- _Görev_: Verilen metinde "İslami ve solcu" sözleriyle başlayıp "başarılı adamlara bayılırım." sözlerine kadar süren bölümü harfi harfine aktarın.

- _Verilen metin_:
>>
İslami ve solcu "Amerikan reklam ajansı"

Şu Amerikalılar muhteşem adamlar! Onlara hayranlık duyuyorum ve bu onlara karşı beslediğim düşmanca duygulara rağmen oluyor… Ben, cesarete ve başarıya düşkünüm, başarılı adamlara bayılırım.
 Bu bağlamda, iyi bir kuramcı olduğu için Karl Marks’a, iyi bir propagandist ve eylem adamı olduğu için Vladimir İlyiç Lenin’e, onların yanında son derece resyonel birer beyin yapıcı ve aşırı diplomatik yoğunluklu birer eylem plancısı olmaları nedeniyle Nurslu Bilge ve Fethullah Gülen’e saygı duyarım. Bu kimseler bir ömür boyu yerleşik düzene karşı yüreklice direnerek bütün karşı koyma ve eleştiri duvarlarını aşmış, sonunda geride kalan bizlere ortaya koydukları düşünsel ve eylemsel mimariden ülke adına nasıl yarar sağlanabileceğini tartışmaktan başka seçenek bırakmamışlardır. Haklarında ileri geri konuşmanın anlamı ve gereği kalmamıştır. Onların yaptıklarından daha iyisini yapamayanların oturdukları yerde ayak ayak üstüne atıp suratlarını ekşiterek, burun kıvırarak yaptıkları eleştirilere kahkahalarla gülmek gerekiyor. Önemli olan, emek, işlev ve başarıdır. Yapılan bir işin daha iyisini üretmeden getirilen her eleştiri, lüzumsuz, kalitesiz ve hükümsüz birer güldürü malzemesi olmaktan öte bir anlam taşıyamaz. Yeni bir ev yapmadan, içinde oturduğunuz evi yıkmak aptallıktır.
<<
- _Çıkarılan öğeler_:
>>
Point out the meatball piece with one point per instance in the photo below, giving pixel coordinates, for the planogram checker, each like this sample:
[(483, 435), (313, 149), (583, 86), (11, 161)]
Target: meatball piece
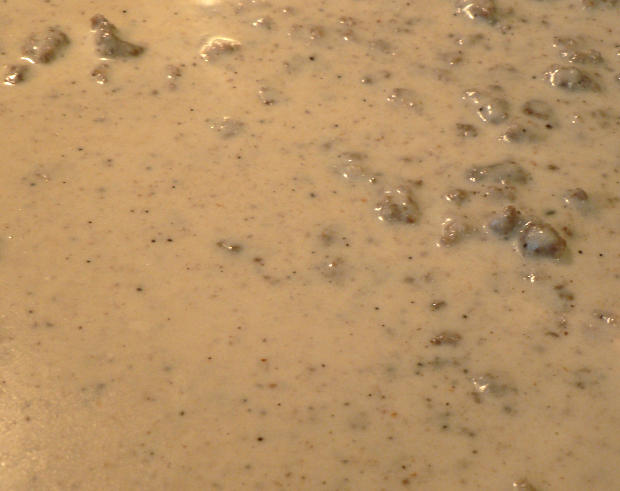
[(100, 73), (466, 130), (571, 78), (45, 47), (352, 166), (107, 42), (397, 206), (457, 196), (15, 74), (505, 223), (523, 485), (490, 109), (446, 337), (484, 10), (505, 173), (541, 240)]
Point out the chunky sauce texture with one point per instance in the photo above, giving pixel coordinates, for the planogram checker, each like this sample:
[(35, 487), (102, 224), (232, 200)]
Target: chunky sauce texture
[(341, 245)]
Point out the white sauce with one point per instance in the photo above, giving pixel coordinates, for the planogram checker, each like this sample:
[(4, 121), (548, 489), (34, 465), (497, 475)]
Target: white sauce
[(198, 293)]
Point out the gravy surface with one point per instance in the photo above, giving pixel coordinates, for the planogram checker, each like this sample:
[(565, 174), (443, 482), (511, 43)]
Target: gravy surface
[(310, 245)]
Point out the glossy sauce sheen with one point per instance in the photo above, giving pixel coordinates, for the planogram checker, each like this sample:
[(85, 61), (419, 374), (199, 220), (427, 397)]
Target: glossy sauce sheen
[(277, 260)]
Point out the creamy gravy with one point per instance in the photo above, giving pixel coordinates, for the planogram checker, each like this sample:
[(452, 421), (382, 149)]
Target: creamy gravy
[(272, 250)]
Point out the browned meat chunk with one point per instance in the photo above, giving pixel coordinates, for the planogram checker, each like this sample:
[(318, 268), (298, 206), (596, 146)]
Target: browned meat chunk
[(571, 78), (505, 223), (107, 42), (541, 240), (397, 205), (44, 47), (15, 74)]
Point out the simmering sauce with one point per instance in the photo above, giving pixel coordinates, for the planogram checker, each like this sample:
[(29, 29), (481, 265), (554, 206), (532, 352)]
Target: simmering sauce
[(338, 245)]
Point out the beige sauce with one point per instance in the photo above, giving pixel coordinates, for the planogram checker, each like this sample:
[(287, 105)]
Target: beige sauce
[(267, 252)]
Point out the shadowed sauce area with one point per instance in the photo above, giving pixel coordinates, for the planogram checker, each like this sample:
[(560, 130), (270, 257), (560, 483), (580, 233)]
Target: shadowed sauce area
[(341, 245)]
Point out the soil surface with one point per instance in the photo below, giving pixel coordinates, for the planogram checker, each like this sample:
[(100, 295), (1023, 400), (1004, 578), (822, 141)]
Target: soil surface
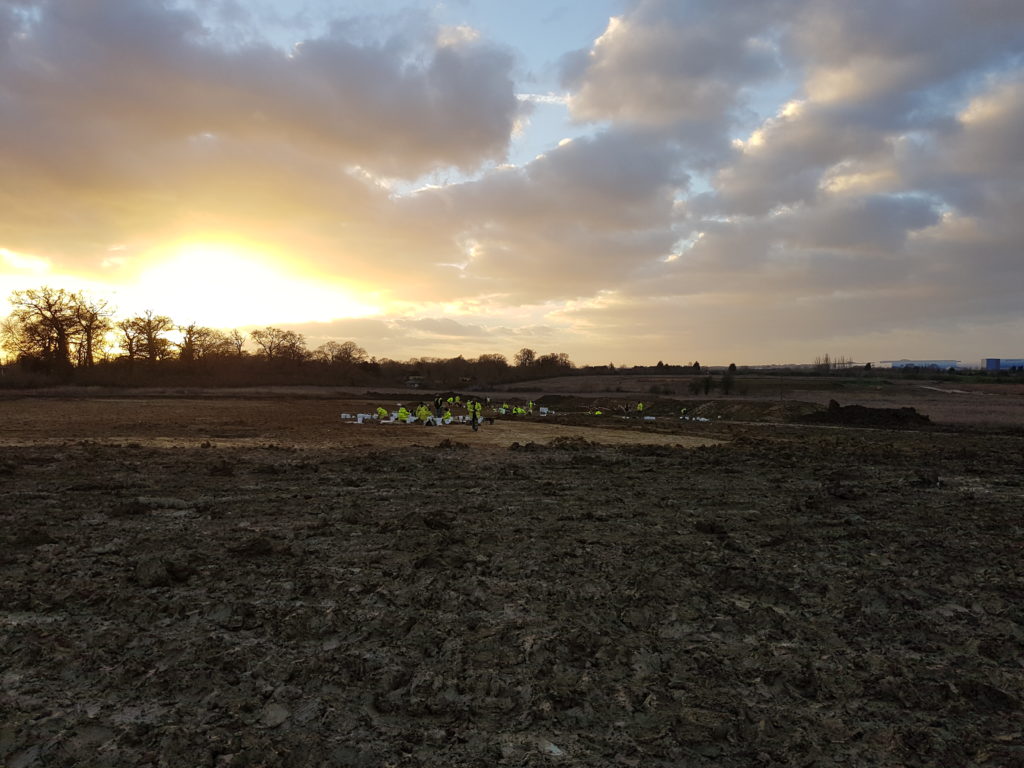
[(250, 581)]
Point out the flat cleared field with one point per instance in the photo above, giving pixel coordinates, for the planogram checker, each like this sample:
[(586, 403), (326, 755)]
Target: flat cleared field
[(243, 580)]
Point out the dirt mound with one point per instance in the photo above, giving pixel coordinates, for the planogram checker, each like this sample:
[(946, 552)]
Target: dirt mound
[(861, 416), (790, 597)]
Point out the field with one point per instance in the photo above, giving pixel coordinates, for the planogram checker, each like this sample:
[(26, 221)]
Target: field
[(241, 579)]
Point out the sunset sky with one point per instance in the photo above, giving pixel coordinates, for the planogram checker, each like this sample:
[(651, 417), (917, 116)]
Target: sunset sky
[(722, 180)]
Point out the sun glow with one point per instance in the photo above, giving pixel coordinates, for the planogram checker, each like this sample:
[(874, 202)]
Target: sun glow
[(226, 285)]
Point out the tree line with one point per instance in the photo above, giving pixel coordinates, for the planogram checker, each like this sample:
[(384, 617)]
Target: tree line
[(58, 335)]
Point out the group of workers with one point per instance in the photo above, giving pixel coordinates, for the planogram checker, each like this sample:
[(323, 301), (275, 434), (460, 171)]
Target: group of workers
[(442, 408)]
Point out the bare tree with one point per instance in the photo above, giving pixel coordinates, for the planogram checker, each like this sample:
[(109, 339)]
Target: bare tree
[(44, 325), (94, 323), (525, 357), (131, 339), (238, 341), (153, 327), (276, 344), (346, 353), (199, 342)]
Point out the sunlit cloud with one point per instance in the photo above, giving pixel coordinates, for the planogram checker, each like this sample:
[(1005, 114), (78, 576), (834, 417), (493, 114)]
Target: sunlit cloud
[(697, 179)]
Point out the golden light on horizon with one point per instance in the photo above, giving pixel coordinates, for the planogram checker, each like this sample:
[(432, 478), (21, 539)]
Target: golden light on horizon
[(225, 285)]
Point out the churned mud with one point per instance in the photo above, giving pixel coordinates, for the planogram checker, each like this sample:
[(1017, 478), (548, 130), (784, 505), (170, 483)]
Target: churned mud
[(254, 583)]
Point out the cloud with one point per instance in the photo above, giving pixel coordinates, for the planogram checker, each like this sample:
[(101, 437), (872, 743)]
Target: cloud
[(883, 198), (681, 68), (589, 212)]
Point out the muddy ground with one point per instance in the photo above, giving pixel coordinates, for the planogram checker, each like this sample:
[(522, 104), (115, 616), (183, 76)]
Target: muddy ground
[(250, 582)]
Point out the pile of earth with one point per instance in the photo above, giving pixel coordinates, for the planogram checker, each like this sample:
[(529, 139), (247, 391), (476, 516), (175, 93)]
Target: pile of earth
[(861, 416)]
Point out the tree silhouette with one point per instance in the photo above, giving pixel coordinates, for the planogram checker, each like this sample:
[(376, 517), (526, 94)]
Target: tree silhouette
[(43, 326), (525, 357), (276, 344)]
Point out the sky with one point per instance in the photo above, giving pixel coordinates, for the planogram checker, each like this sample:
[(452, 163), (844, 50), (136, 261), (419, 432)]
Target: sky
[(627, 181)]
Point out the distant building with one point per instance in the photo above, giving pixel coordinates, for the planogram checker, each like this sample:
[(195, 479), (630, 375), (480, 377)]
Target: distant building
[(1004, 364), (937, 365)]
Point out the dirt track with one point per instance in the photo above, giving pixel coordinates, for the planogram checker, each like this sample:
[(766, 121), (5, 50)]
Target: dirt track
[(246, 583)]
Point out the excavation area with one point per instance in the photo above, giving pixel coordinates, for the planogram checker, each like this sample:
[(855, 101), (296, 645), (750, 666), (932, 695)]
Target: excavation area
[(211, 579)]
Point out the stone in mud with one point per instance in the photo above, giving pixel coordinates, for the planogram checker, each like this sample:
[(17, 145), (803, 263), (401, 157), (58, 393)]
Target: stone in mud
[(152, 571)]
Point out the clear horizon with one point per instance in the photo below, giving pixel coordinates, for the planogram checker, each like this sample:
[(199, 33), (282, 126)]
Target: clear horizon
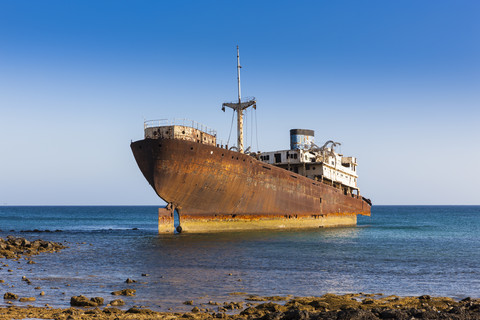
[(396, 83)]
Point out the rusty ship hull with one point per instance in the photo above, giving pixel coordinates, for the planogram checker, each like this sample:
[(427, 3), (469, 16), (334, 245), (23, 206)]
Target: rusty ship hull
[(205, 183)]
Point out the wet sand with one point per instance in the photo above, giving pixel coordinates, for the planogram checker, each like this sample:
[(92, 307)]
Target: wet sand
[(329, 306), (240, 306)]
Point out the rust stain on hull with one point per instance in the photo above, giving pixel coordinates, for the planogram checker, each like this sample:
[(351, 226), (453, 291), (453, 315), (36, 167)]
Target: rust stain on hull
[(207, 182)]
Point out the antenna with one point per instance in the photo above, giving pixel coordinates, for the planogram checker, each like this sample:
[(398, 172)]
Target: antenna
[(239, 107)]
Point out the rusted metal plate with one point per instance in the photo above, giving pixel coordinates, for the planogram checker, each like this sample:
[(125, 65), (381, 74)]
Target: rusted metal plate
[(207, 181)]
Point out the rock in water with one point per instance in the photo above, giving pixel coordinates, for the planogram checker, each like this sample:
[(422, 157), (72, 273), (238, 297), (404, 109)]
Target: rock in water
[(82, 301), (10, 296), (124, 292)]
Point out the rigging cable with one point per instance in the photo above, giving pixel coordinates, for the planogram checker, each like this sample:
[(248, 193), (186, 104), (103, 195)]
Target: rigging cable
[(256, 129), (231, 126)]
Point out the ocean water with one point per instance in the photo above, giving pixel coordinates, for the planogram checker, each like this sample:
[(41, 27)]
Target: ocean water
[(402, 250)]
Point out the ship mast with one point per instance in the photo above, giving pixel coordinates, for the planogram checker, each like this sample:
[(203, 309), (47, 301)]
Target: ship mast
[(239, 107)]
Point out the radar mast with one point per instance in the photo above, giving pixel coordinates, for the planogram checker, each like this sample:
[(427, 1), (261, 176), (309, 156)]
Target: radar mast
[(239, 107)]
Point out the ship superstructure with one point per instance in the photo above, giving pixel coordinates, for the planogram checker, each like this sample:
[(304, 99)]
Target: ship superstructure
[(211, 187), (317, 163)]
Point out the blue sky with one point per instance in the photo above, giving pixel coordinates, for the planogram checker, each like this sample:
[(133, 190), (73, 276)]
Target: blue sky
[(397, 82)]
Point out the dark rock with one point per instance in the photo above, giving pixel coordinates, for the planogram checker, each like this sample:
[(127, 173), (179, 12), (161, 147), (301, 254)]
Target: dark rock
[(124, 292), (10, 296), (97, 300), (82, 301), (93, 311), (117, 303), (112, 310), (296, 315), (355, 314), (27, 299), (195, 310), (139, 310)]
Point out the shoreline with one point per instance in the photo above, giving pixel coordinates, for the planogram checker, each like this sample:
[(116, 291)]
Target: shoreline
[(238, 305), (328, 306)]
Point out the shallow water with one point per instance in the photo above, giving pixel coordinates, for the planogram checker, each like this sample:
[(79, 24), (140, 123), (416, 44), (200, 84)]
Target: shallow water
[(403, 250)]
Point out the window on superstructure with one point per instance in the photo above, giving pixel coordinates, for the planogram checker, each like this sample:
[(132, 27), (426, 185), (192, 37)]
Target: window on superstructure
[(278, 157)]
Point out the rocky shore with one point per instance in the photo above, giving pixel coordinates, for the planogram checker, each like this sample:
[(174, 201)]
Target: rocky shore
<<
- _Sonuç_:
İslami ve solcu "Amerikan reklam ajansı"

Şu Amerikalılar muhteşem adamlar! Onlara hayranlık duyuyorum ve bu onlara karşı beslediğim düşmanca duygulara rağmen oluyor… Ben, cesarete ve başarıya düşkünüm, başarılı adamlara bayılırım.